____ TEXTE FOURNI

Dans ma vie d’adulte il y a trois vies.
C’est beaucoup peut-être, mais finalement je suis riche de ses
vies.
Je suis dans la troisième et je voudrais que ce soit la
dernière, et qu’elle soit la plus longue possible.
La première vie de (presque) adulte a commencé à 17 ans, avec
la rencontre du père de Joan. Magnifique d’Artagnan.
J’ai appris à vivre en adulte avec lui, j’ai appris l’indépendance
avec lui, j’ai appris à être mère avec lui.
Je l’ai aimé de toutes mes forces. Je ne pensais pas pouvoir
encore aimer aussi fort après.
Ceux qui étaient à mes côtés savent que ça n’a pas toujours
été un long fleuve tranquille, qu’il y a eu un méandre que ma mémoire a voulu
effacer mais qui a bien existé hélas.
Cette vie s’est terminée le 26 avril 1997, quand j’ai su que
je ne pourrai plus le voir, plus le toucher, plus lui dire tout ce que j’avais
encore à lui dire.
Ma deuxième a commencé, triste et puis folle. Ma « crise
d’adolescence », à 41 ans, comme certains m’ont dit avec raison.
Et j’étais mère d’un adolescent.
Mes amis, mes parents aussi, mais j’ai essayé de ne pas les
laisser trop s’impliquer dans ma vie, m’ont aidée, beaucoup.
Je ne sais pas comment j’aurais fait sans eux.
Mais le sourire de Joan, quelquefois triste, était toujours
là.
Je n’étais peut-être pas toujours été là pour lui quand il le
fallait, j’étais un peu partout, et nulle part. Mais un immense amour nous
unissait, et nous unit toujours.
J’ai enchaîné des histoires, plus ou moins folles. J’avais
besoin de me prouver que je vivais.
On m’a jugée, pas mes amis.
On m’a beaucoup aidée aussi.
Les soirées avec Filou, avec Dan, avec Dom, étaient des
moments où j’oubliais tout. Des moments intenses de complicité et de rires.
J’ai voyagé malgré la solitude. Cinq semaines à Montréal,
parenthèse enchantée…
Je me suis aguerrie, endurcie, on m’a même dit que « j’avais
une vie d’homme », et je ne sais toujours pas ce que cela veut dire.

________

SÉRIE DE CONSIGNES:
- a) Répondez à ces questions sur le texte :
(i) À quel âge la première vie de (presque) adulte a-t-elle commencé ?
(ii) À quelle date cette première vie s'est-elle terminée ?
(iii) Combien de semaines a duré le séjour à Montréal ?
- b) Reproduisez fidèlement le passage du texte qui commence par « Et j’étais mère » et se termine par « m’ont aidée, beaucoup. ».

____ DONNÉES DU CORPUS

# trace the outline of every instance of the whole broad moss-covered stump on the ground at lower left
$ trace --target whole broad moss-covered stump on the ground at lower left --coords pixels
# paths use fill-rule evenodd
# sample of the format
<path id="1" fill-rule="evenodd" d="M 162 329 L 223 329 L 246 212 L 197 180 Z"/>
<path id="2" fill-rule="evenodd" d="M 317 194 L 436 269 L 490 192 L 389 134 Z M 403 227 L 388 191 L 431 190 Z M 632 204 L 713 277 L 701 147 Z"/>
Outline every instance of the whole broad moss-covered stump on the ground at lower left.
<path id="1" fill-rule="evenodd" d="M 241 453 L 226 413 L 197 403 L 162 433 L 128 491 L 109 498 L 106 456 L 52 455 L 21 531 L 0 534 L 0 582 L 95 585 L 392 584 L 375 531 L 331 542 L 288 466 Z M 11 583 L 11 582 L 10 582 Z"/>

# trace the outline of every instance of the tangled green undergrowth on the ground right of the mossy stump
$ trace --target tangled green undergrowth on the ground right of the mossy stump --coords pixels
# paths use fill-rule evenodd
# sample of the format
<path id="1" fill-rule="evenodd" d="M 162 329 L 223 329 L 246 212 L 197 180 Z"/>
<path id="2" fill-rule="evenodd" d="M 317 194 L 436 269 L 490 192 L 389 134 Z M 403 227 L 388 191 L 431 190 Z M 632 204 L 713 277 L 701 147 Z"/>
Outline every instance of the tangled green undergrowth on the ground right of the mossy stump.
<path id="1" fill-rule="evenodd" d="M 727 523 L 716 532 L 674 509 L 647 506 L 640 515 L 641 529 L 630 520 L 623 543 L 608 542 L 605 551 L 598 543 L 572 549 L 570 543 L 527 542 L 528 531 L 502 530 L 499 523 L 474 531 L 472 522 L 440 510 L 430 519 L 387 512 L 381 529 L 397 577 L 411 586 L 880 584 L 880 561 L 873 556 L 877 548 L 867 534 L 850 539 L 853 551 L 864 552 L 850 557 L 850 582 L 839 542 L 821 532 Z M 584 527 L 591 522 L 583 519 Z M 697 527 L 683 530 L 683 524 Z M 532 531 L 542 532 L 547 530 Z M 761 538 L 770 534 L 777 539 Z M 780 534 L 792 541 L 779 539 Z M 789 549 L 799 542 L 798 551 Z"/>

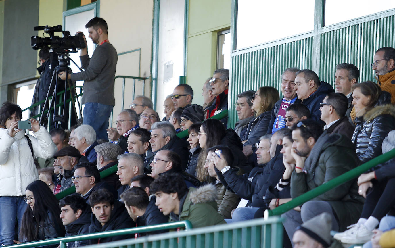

________

RÉSULTATS ATTENDUS:
- a)
(i) À 17 ans.
(ii) Le 26 avril 1997.
(iii) Cinq semaines.

- b)
Et j’étais mère d’un adolescent.
Mes amis, mes parents aussi, mais j’ai essayé de ne pas les
laisser trop s’impliquer dans ma vie, m’ont aidée, beaucoup.